◆ Zu erledigen
(1) In welchem Ort hat der Bürstenhersteller aus dem Interviewtext seinen Sitz?
(2) Gib aus dem Interviewtext den Abschnitt von „Planungssicherheit ist das“ bis einschließlich „gab uns Antworten.“ wortgetreu aus.

◆ Vorliegender Text
####
Planungssicherheit ist das A und O
Vor knapp anderthalb Jahren haben wir im Interview mit Jasmin und Johannes Keller von den zu der Zeit aktuellen Projekten des traditionsreichen Bürstenherstellers aus Todtnau erfahren, darunter dem Testlauf der 4-Tage-Woche oder der Analyse des ökologischen Fußabdrucks auf Produktebene. Jetzt haben wir nach dem Stand der Dinge gefragt und wollten natürlich auch wissen, wie die aktuelle Branchenentwicklung und die Reaktion des Unternehmens darauf ist. Jasmin Keller gab uns Antworten.
brushinsights.de: Der Testlauf der 4-Tage-Woche ist vermutlich abgeschlossen, wie ist das Ergebnis?
####
◆ Aufgeführte Einträge
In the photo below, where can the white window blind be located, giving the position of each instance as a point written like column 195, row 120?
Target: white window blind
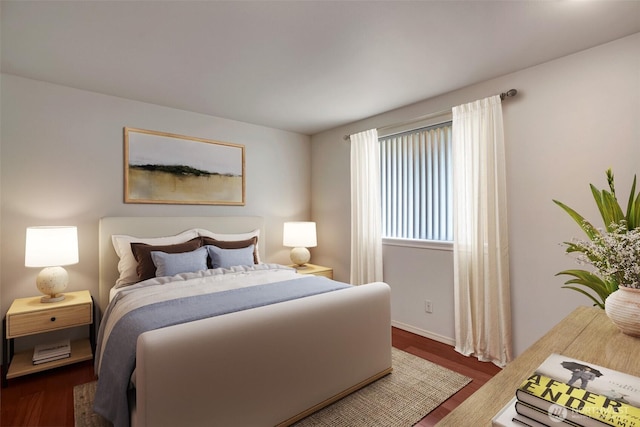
column 416, row 184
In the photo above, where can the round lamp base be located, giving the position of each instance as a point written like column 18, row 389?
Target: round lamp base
column 51, row 281
column 300, row 256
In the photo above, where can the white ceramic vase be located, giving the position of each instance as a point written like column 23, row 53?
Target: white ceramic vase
column 623, row 308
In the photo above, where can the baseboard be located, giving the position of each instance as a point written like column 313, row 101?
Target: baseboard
column 423, row 333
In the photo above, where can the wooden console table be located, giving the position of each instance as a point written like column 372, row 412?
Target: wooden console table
column 586, row 334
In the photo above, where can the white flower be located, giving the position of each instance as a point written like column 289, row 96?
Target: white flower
column 615, row 255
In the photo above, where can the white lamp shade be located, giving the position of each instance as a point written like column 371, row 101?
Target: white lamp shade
column 51, row 246
column 299, row 234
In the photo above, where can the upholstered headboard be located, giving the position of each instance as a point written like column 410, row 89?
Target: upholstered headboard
column 157, row 227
####
◆ Antworten je Aufgabe
(1) In Todtnau.

(2)
Planungssicherheit ist das A und O
Vor knapp anderthalb Jahren haben wir im Interview mit Jasmin und Johannes Keller von den zu der Zeit aktuellen Projekten des traditionsreichen Bürstenherstellers aus Todtnau erfahren, darunter dem Testlauf der 4-Tage-Woche oder der Analyse des ökologischen Fußabdrucks auf Produktebene. Jetzt haben wir nach dem Stand der Dinge gefragt und wollten natürlich auch wissen, wie die aktuelle Branchenentwicklung und die Reaktion des Unternehmens darauf ist. Jasmin Keller gab uns Antworten.